# [Exercise brief]
Could you render the entries, from their first line up to and including the line with "(1110, 482)", as a Markdown table with the columns No. and Text, numbering each line in order and leaving out blank lines?

# [Raw records]
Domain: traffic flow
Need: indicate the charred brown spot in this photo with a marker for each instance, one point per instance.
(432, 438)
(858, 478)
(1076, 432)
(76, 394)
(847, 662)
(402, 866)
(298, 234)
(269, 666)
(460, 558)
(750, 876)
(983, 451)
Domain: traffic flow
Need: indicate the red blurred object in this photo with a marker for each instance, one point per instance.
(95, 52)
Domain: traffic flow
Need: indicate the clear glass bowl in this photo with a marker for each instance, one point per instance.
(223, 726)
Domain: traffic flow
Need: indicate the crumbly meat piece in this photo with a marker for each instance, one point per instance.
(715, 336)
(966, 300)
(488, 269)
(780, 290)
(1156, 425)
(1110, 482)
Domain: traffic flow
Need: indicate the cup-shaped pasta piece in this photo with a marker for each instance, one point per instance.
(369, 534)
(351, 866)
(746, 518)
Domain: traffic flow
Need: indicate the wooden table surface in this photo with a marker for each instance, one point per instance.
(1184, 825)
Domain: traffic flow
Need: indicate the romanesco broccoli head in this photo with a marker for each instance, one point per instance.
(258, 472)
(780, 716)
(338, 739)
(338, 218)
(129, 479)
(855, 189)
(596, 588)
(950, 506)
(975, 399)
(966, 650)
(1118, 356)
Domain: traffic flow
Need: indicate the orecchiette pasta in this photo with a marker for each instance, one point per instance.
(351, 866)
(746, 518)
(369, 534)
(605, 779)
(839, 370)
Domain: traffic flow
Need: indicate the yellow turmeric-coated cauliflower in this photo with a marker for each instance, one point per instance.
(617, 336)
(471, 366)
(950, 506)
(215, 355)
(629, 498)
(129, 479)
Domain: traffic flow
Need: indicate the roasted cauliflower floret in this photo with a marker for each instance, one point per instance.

# [Solution for this task]
| No. | Text |
|---|---|
| 1 | Domain: traffic flow |
| 2 | Need: indicate the charred brown spot in this photo with a marker for each instance, one point per instance. |
| 3 | (432, 438) |
| 4 | (858, 478) |
| 5 | (1076, 432) |
| 6 | (76, 394) |
| 7 | (847, 662) |
| 8 | (402, 866) |
| 9 | (298, 234) |
| 10 | (269, 666) |
| 11 | (460, 558) |
| 12 | (750, 876) |
| 13 | (983, 451) |
| 14 | Domain: traffic flow |
| 15 | Need: indicate the red blurred object in this photo with a marker for each instance, one point per instance. |
| 16 | (95, 52) |
| 17 | Domain: traffic flow |
| 18 | Need: indicate the clear glass bowl in this photo with a marker for each instance, one point per instance. |
| 19 | (223, 726) |
| 20 | Domain: traffic flow |
| 21 | Need: indicate the crumbly meat piece in this photo with a marker for each instance, one point per instance. |
| 22 | (715, 336) |
| 23 | (966, 300) |
| 24 | (488, 269) |
| 25 | (780, 290) |
| 26 | (1156, 425) |
| 27 | (1110, 482) |